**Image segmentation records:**
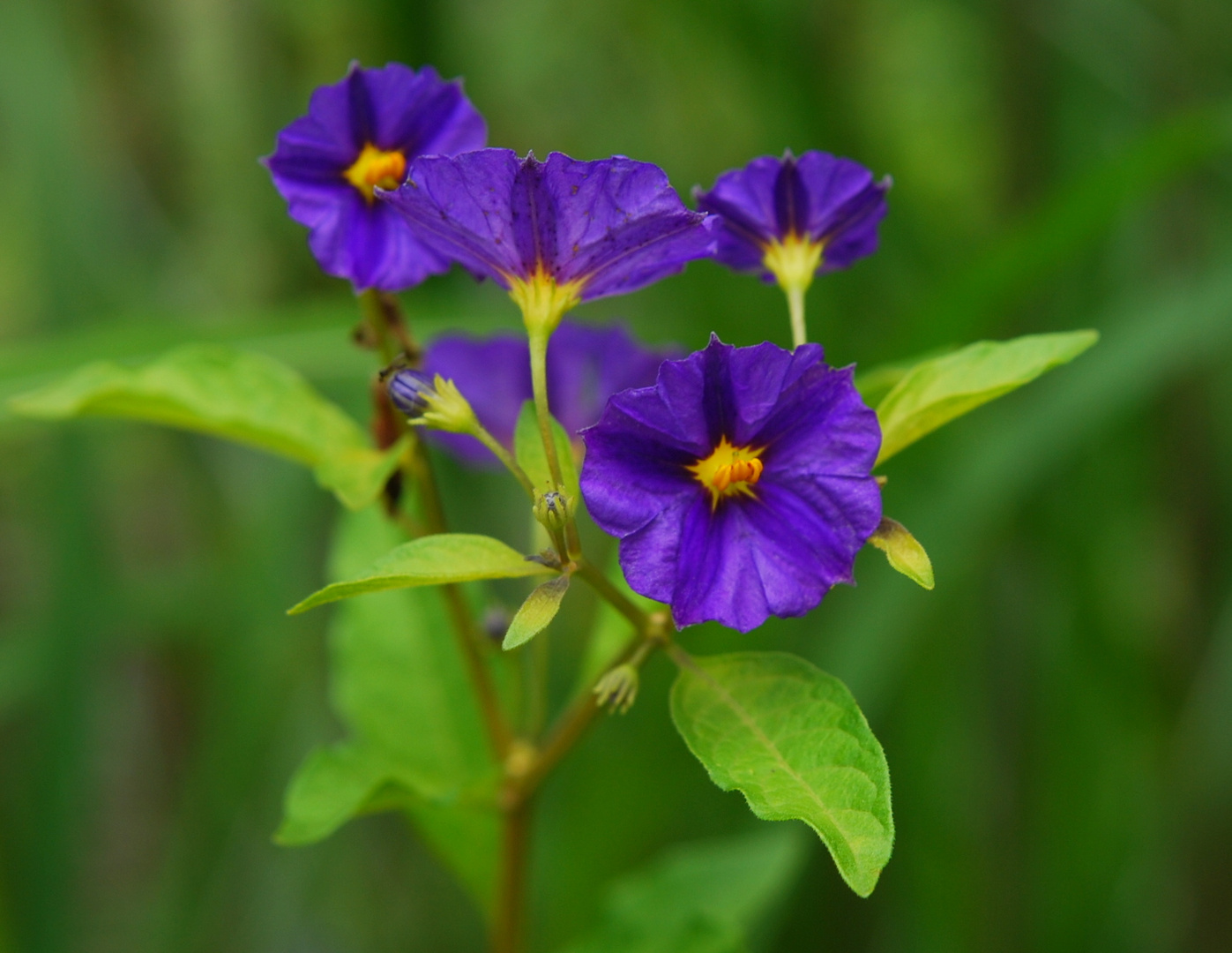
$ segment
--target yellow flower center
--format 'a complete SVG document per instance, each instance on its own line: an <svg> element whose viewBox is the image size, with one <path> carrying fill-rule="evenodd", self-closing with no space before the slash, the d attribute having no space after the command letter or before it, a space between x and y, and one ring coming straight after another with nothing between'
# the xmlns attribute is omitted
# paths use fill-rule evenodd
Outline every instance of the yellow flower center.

**EXERCISE TASK:** Change "yellow flower center" to "orange flower center" wherever it occurs in the records above, and write them out again with everything else the same. Leave the pictures out of your answer.

**EXERCISE RESPONSE:**
$ segment
--target orange flower center
--format 'a complete SVG document per instance, each instance on its own line: an <svg> element whose viewBox is the image size, with one <path> carrying fill-rule="evenodd", self-closing with no space before the slash, the d attribute having no space after the command letter or before it, a space between x and y, and one ring coming straight after another with nothing between'
# the xmlns attribute is omitted
# paths use fill-rule evenodd
Outline every instance of the orange flower center.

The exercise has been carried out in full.